Records excerpted from a collection
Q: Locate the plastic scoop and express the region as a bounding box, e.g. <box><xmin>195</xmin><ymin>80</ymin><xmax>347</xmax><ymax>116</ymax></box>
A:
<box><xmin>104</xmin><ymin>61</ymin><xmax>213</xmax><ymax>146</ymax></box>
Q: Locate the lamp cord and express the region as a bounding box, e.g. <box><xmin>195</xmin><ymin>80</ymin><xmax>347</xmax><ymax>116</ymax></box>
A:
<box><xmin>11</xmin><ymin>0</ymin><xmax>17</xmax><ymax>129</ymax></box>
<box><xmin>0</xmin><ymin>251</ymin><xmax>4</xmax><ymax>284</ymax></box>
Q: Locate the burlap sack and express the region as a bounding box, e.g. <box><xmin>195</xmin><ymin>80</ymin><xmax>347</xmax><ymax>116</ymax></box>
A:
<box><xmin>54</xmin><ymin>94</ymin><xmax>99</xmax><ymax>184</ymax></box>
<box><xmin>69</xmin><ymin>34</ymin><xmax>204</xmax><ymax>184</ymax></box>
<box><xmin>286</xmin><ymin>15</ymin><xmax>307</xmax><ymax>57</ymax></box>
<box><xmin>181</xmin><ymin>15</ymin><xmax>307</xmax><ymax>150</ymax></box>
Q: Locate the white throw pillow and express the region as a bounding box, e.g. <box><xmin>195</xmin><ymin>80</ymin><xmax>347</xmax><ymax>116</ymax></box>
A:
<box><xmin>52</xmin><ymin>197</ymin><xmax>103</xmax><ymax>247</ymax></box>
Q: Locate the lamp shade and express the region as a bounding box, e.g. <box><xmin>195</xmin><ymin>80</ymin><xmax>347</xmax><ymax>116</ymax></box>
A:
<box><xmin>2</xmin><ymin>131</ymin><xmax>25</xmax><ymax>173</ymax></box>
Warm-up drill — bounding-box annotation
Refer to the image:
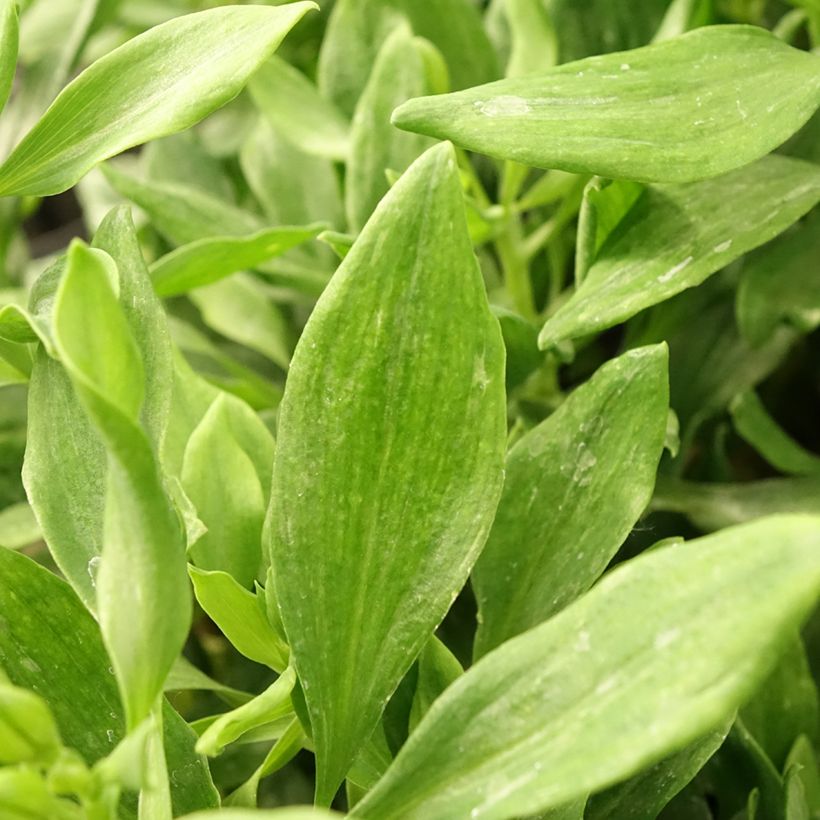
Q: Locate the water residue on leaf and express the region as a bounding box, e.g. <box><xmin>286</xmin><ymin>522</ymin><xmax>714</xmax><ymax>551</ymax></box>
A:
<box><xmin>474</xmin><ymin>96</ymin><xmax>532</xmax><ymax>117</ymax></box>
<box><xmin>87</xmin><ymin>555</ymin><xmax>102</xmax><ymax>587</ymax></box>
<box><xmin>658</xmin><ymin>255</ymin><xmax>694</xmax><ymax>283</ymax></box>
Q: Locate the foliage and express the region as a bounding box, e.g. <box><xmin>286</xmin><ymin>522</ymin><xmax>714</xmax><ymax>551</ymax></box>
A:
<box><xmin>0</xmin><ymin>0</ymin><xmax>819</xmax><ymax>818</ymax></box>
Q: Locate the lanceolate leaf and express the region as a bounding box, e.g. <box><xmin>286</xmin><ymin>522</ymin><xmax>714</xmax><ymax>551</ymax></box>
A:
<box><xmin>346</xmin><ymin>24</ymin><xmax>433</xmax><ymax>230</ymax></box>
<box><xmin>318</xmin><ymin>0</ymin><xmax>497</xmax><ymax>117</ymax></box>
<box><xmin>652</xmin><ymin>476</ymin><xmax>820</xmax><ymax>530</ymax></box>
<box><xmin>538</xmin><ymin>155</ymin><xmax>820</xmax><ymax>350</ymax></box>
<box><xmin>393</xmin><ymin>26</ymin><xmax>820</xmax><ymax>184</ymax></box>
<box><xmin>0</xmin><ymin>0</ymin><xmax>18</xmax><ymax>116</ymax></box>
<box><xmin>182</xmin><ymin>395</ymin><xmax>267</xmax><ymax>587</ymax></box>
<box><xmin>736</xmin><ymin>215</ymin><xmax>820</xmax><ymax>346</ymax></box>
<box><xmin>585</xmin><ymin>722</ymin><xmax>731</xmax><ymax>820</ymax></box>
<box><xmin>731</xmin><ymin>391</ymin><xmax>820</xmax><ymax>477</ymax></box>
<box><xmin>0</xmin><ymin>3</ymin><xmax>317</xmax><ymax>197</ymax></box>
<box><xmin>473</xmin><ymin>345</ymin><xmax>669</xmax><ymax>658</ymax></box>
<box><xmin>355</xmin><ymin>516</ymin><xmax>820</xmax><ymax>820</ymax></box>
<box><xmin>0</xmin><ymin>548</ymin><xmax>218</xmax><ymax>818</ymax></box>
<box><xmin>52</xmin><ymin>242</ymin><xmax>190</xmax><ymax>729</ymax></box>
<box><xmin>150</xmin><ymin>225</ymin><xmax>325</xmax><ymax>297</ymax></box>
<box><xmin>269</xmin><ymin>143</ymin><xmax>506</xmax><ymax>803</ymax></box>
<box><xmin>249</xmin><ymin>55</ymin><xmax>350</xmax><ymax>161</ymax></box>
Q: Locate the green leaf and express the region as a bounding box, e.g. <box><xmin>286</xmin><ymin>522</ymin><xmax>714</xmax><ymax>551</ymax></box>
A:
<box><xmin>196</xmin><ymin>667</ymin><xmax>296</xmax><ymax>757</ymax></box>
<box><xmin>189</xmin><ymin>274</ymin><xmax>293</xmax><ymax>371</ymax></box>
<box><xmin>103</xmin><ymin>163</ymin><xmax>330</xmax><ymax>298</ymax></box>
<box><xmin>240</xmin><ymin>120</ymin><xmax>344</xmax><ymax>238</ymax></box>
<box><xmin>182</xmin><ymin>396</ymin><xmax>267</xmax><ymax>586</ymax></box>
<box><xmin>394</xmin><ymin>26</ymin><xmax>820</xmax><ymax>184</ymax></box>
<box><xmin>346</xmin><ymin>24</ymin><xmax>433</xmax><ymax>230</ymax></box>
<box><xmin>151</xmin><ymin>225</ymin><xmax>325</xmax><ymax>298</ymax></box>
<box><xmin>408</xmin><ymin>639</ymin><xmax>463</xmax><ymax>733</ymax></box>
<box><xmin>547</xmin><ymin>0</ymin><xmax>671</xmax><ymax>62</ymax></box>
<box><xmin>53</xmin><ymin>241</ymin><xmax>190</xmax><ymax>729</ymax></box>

■ What is being asked
For each entry above, write it out again exactly but leave out any picture.

■ Output for this task
Q: Locate the plastic scoop and express the region as a bounding box, e.g. <box><xmin>195</xmin><ymin>80</ymin><xmax>347</xmax><ymax>116</ymax></box>
A:
<box><xmin>104</xmin><ymin>61</ymin><xmax>213</xmax><ymax>146</ymax></box>
Q: Locate the lamp cord and express the region as a bounding box, e.g. <box><xmin>195</xmin><ymin>80</ymin><xmax>347</xmax><ymax>116</ymax></box>
A:
<box><xmin>11</xmin><ymin>0</ymin><xmax>17</xmax><ymax>129</ymax></box>
<box><xmin>0</xmin><ymin>251</ymin><xmax>4</xmax><ymax>284</ymax></box>
Q: Locate the burlap sack and express the region as a bounding box, e.g. <box><xmin>195</xmin><ymin>80</ymin><xmax>347</xmax><ymax>116</ymax></box>
A:
<box><xmin>54</xmin><ymin>94</ymin><xmax>99</xmax><ymax>184</ymax></box>
<box><xmin>69</xmin><ymin>34</ymin><xmax>204</xmax><ymax>184</ymax></box>
<box><xmin>286</xmin><ymin>15</ymin><xmax>307</xmax><ymax>57</ymax></box>
<box><xmin>181</xmin><ymin>15</ymin><xmax>307</xmax><ymax>150</ymax></box>
Q: Locate the white throw pillow and express the region as a bounding box, e.g. <box><xmin>195</xmin><ymin>80</ymin><xmax>347</xmax><ymax>116</ymax></box>
A:
<box><xmin>52</xmin><ymin>197</ymin><xmax>103</xmax><ymax>247</ymax></box>
Q: Locate the lamp shade and express the region as a bounding box, e.g. <box><xmin>195</xmin><ymin>80</ymin><xmax>347</xmax><ymax>116</ymax></box>
A:
<box><xmin>2</xmin><ymin>131</ymin><xmax>25</xmax><ymax>173</ymax></box>
Warm-up drill — bounding-box annotation
Refer to the image:
Q: Locate the water residue on leaf and express the region as a bounding box, e.g. <box><xmin>286</xmin><ymin>522</ymin><xmax>714</xmax><ymax>551</ymax></box>
A:
<box><xmin>474</xmin><ymin>96</ymin><xmax>532</xmax><ymax>117</ymax></box>
<box><xmin>87</xmin><ymin>555</ymin><xmax>102</xmax><ymax>587</ymax></box>
<box><xmin>658</xmin><ymin>255</ymin><xmax>694</xmax><ymax>283</ymax></box>
Q: Locate the foliage and express the region as a bounding box, e.g. <box><xmin>286</xmin><ymin>522</ymin><xmax>714</xmax><ymax>551</ymax></box>
A:
<box><xmin>0</xmin><ymin>0</ymin><xmax>819</xmax><ymax>818</ymax></box>
Q: Locate the lanceolate leaf and express the region as a bounding box, e.g. <box><xmin>286</xmin><ymin>522</ymin><xmax>714</xmax><ymax>551</ymax></box>
A:
<box><xmin>346</xmin><ymin>24</ymin><xmax>433</xmax><ymax>230</ymax></box>
<box><xmin>318</xmin><ymin>0</ymin><xmax>497</xmax><ymax>117</ymax></box>
<box><xmin>652</xmin><ymin>476</ymin><xmax>820</xmax><ymax>530</ymax></box>
<box><xmin>538</xmin><ymin>155</ymin><xmax>820</xmax><ymax>350</ymax></box>
<box><xmin>393</xmin><ymin>26</ymin><xmax>820</xmax><ymax>184</ymax></box>
<box><xmin>0</xmin><ymin>0</ymin><xmax>18</xmax><ymax>116</ymax></box>
<box><xmin>182</xmin><ymin>395</ymin><xmax>267</xmax><ymax>587</ymax></box>
<box><xmin>736</xmin><ymin>215</ymin><xmax>820</xmax><ymax>346</ymax></box>
<box><xmin>585</xmin><ymin>722</ymin><xmax>731</xmax><ymax>820</ymax></box>
<box><xmin>731</xmin><ymin>391</ymin><xmax>820</xmax><ymax>477</ymax></box>
<box><xmin>0</xmin><ymin>3</ymin><xmax>317</xmax><ymax>197</ymax></box>
<box><xmin>473</xmin><ymin>345</ymin><xmax>669</xmax><ymax>658</ymax></box>
<box><xmin>355</xmin><ymin>516</ymin><xmax>820</xmax><ymax>820</ymax></box>
<box><xmin>0</xmin><ymin>548</ymin><xmax>218</xmax><ymax>818</ymax></box>
<box><xmin>52</xmin><ymin>242</ymin><xmax>190</xmax><ymax>729</ymax></box>
<box><xmin>150</xmin><ymin>225</ymin><xmax>325</xmax><ymax>297</ymax></box>
<box><xmin>269</xmin><ymin>143</ymin><xmax>506</xmax><ymax>803</ymax></box>
<box><xmin>249</xmin><ymin>55</ymin><xmax>350</xmax><ymax>161</ymax></box>
Q: Locate the green leaf and express the region as a bounding box, e.g. <box><xmin>286</xmin><ymin>522</ymin><xmax>714</xmax><ymax>551</ymax></box>
A:
<box><xmin>196</xmin><ymin>667</ymin><xmax>296</xmax><ymax>757</ymax></box>
<box><xmin>189</xmin><ymin>274</ymin><xmax>293</xmax><ymax>371</ymax></box>
<box><xmin>103</xmin><ymin>163</ymin><xmax>330</xmax><ymax>298</ymax></box>
<box><xmin>240</xmin><ymin>120</ymin><xmax>344</xmax><ymax>238</ymax></box>
<box><xmin>182</xmin><ymin>396</ymin><xmax>267</xmax><ymax>586</ymax></box>
<box><xmin>394</xmin><ymin>26</ymin><xmax>820</xmax><ymax>184</ymax></box>
<box><xmin>346</xmin><ymin>24</ymin><xmax>433</xmax><ymax>230</ymax></box>
<box><xmin>151</xmin><ymin>225</ymin><xmax>325</xmax><ymax>298</ymax></box>
<box><xmin>408</xmin><ymin>639</ymin><xmax>463</xmax><ymax>733</ymax></box>
<box><xmin>547</xmin><ymin>0</ymin><xmax>671</xmax><ymax>62</ymax></box>
<box><xmin>53</xmin><ymin>241</ymin><xmax>190</xmax><ymax>729</ymax></box>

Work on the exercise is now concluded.